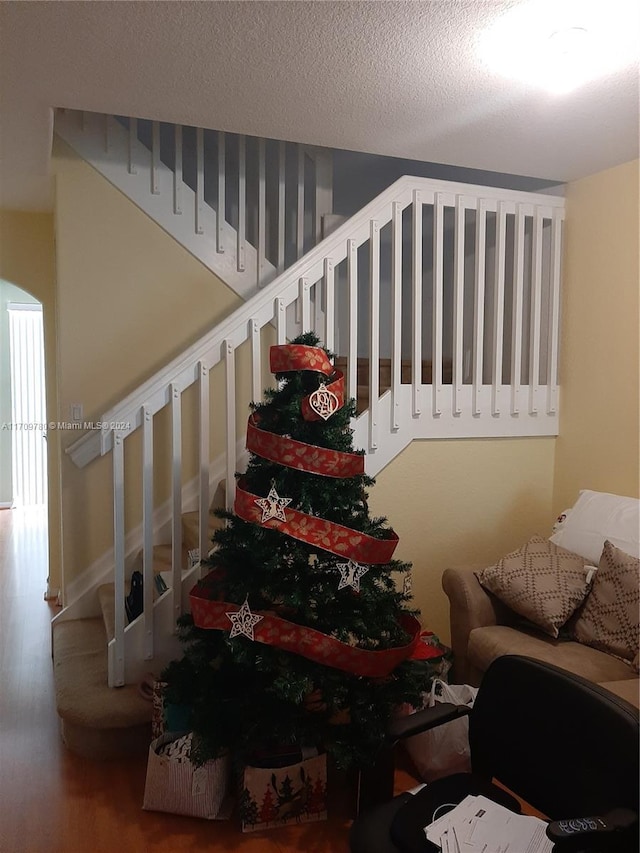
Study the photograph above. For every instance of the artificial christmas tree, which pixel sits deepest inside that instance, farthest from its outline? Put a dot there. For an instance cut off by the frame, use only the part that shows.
(299, 635)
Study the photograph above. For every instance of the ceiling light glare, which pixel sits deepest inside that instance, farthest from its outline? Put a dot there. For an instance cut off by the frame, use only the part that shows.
(561, 44)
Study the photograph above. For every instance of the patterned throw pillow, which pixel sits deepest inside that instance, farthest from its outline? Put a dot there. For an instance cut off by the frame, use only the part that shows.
(540, 581)
(609, 619)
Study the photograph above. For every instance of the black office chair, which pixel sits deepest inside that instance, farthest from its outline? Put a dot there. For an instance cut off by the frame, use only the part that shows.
(564, 745)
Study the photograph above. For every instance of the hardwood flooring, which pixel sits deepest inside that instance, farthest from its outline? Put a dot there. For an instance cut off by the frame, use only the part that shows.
(52, 801)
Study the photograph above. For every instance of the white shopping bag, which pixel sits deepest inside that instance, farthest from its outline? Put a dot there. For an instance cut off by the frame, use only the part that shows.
(445, 749)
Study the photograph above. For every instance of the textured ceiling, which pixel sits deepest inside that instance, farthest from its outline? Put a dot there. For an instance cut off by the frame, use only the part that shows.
(395, 78)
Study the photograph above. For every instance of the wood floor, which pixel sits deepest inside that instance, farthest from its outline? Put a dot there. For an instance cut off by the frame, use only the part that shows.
(52, 801)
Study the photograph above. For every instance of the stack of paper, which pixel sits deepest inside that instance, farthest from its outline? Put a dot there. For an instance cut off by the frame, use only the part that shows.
(478, 825)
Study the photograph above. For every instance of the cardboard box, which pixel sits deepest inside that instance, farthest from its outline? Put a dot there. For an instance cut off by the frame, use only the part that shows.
(276, 796)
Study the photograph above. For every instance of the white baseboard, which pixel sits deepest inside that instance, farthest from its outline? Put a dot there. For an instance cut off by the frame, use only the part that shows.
(80, 596)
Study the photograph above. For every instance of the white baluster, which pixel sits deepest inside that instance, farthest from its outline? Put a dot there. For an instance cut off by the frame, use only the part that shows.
(155, 158)
(221, 214)
(281, 321)
(438, 252)
(304, 298)
(458, 306)
(416, 305)
(352, 277)
(478, 305)
(116, 674)
(262, 213)
(176, 499)
(374, 332)
(203, 453)
(147, 528)
(199, 180)
(282, 151)
(177, 171)
(329, 308)
(554, 315)
(516, 328)
(242, 202)
(230, 389)
(536, 298)
(133, 139)
(300, 205)
(498, 310)
(256, 362)
(396, 309)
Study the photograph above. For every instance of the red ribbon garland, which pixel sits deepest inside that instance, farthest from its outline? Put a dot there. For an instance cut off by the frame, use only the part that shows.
(311, 644)
(297, 454)
(284, 358)
(323, 534)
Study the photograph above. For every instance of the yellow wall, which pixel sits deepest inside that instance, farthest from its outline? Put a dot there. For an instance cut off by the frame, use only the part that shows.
(129, 300)
(451, 502)
(463, 501)
(27, 259)
(599, 369)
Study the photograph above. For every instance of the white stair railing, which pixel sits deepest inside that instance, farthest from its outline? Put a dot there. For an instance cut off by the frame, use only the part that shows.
(443, 300)
(246, 207)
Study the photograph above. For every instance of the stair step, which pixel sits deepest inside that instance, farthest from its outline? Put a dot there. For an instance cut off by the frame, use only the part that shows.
(97, 721)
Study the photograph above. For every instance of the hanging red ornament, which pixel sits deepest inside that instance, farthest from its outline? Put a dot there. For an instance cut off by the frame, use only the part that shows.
(324, 402)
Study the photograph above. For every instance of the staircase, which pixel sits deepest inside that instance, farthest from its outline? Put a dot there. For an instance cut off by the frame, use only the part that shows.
(246, 207)
(443, 302)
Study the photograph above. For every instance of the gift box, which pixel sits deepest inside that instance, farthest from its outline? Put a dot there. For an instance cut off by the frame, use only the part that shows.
(276, 795)
(177, 786)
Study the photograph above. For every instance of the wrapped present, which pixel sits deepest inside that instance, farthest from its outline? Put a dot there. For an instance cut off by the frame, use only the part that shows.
(177, 786)
(276, 795)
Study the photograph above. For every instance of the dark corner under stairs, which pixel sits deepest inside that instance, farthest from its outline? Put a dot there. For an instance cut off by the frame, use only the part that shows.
(97, 721)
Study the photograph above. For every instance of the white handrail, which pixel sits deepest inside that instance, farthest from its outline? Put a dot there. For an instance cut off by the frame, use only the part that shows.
(182, 371)
(460, 327)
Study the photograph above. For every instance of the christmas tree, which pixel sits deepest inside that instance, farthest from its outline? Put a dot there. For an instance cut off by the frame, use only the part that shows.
(301, 633)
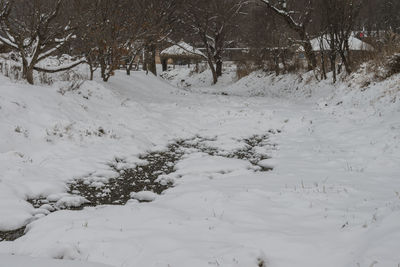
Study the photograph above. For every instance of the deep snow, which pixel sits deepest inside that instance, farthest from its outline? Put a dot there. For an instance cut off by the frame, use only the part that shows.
(333, 198)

■ Directions for this task: The output has to match the data above line for line, except that pictures are dropped.

■ Written solution:
Study the photograph above. For every instance of the artificial christmas tree, which pixel sits deepest inside that instance, farthest from its outline? Put a dot there. For an instance cut off by the frame, use only the part that shows.
(299, 635)
Study the photograph above. For every instance of the ceiling light glare, which pixel sits deepest inside that instance, farthest from its outline? Put a dot there. For an instance cut off by the frame, use only the part that shows.
(561, 44)
Study the photograph above. For every instance of the patterned throw pillow, which pixel sits deepest inside that instance, farthest from its outline? Put a dot there. For an instance cut off by the frame, use only the part that shows.
(540, 581)
(609, 619)
Study the photograph above. For every instance of the black office chair, which pixel sits deepest inside that instance, farthest from its outline? Put a dot there. For an instance cut off by the frame, use only the part that shows.
(564, 745)
Study the photograph above. For every instance of the hardwood flooring, which pixel sits deepest inside that instance, farthest from its outline? Put a dot there. For an instance cut off by the frame, use only the part that shows.
(52, 801)
Study the photograph above. For every instance of the white shopping bag, which pixel sits deepest inside that instance, farthest from its outline? Put a dot there. For an instance cut off by the frame, use only the part that shows.
(445, 749)
Study the photograph above. For every instance of the textured ceiling, which pixel sits deepest inside that instance, farthest from its outline? Put a dot there. For an instance cut off by the frame, use only the part that shows.
(395, 78)
Study the photograph above. For every instance of the wood floor, which pixel sits deepest inside that instance, farthest from its outline? Put a dot there. For an instance cut off by the frame, use only the part that shows.
(52, 801)
Study the photograph above. For every instance of the stack of paper, which pixel sits deepest inside that instance, farthest from its outline? Put a dot there. For an instance cut off by the frame, use only the part that shows.
(478, 825)
Study the photograph above. For every instance of the cardboard box, which pixel sits deepest inside that instance, farthest from its outline? Put a dot there. For an instance cut off by the frame, use only the part that shows.
(276, 796)
Study the photograph above. For every instance of the white baseboard, which pixel sits deepest inside that instance, farthest from its outline? Put a dot there. For an instance cut off by the frame, use only the part that shows.
(80, 596)
Study the photograph above. For every instance of the white baluster, which pixel sits deepest inside that instance, farthest from its outline? Put a dot there. For an instance cut off by the frame, use only the part that shows.
(155, 158)
(221, 214)
(281, 321)
(438, 252)
(304, 298)
(458, 306)
(416, 305)
(352, 277)
(478, 305)
(116, 674)
(262, 213)
(176, 499)
(374, 332)
(203, 453)
(147, 528)
(199, 180)
(282, 151)
(177, 171)
(329, 308)
(554, 315)
(516, 328)
(242, 202)
(230, 389)
(536, 298)
(133, 139)
(300, 205)
(498, 310)
(256, 362)
(396, 309)
Study the photograph above. For every instance of the red ribbon garland, which pixel sits deepest inside that instance, farthest from its outline? Put a dot there. For an instance cut off by the frame, use only the part that shows.
(311, 644)
(297, 454)
(284, 358)
(323, 534)
Study the photograph above. For every instance of the yellow wall, which pixel sits deepest inside that instance, farthest from its outline? Put a dot there. For an instance cut off by the frame, use only the part that shows.
(129, 300)
(451, 502)
(463, 501)
(27, 259)
(599, 369)
Study the photograph above. For every instance of the white stair railing, which pixel sits deepest inside that instance, farthest from its outline? Put a dot there. For an instance cut off by the frame, use only the part that shows.
(443, 300)
(246, 207)
Study the photograph above. For every instance of the stair step, which pixel sits deepest inside that instance, farthest from its outline? Put a dot there. For an instance cut off by the frame, use only the part that shows.
(97, 721)
Study the photograph above. For every instance of the hanging red ornament, which pixel sits deepest inside that instance, farthest from its outline? Put a dot there. For an instance cut off by the frame, use only the part that shows.
(324, 402)
Study the photograph above. For every instance of the staircase, which pixel sits deepest inside that instance, farthest from its outline? Put a dot there. For an instance cut off by the frame, use only the part that shows.
(246, 207)
(443, 302)
Study the photograph above. For every instance of the gift box, which pixel sits deepest inside that instance, farthest from its outline? Put a dot there. For an instance cut off by the frame, use only the part that shows.
(276, 795)
(177, 786)
Study the photograph above. For every instance of the wrapped present, which pixel sits deepest inside that instance, farthest from its outline? Put a dot there. For an instance cut off by the frame, use only the part that shows.
(177, 786)
(276, 795)
Study the photograph above. For every instance of the dark corner under stairs, which pixel sits deepest inside that instance, farthest from its outline? Put a dot there. For an instance cut off by the frame, use only the part that shows.
(97, 721)
Study the photograph above. For every instance of the white handrail, which pixel sits deepest inside that instance, farthest from its outline? Put a dot there. For an instance cut off by the frame, use only the part that shows.
(182, 371)
(460, 327)
Study the photograph above. For every instance of the christmas tree, which pixel sits deepest inside that instance, farthest from its outline? Put a dot there. For an instance cut off by the frame, use only the part that shows.
(301, 633)
Study the photograph above. For every instance of the deep snow, which pixel sits deepest inside that instance, farthest from its outline? Put a dot there. For an instance cut off by the frame, use only the part that shows.
(333, 198)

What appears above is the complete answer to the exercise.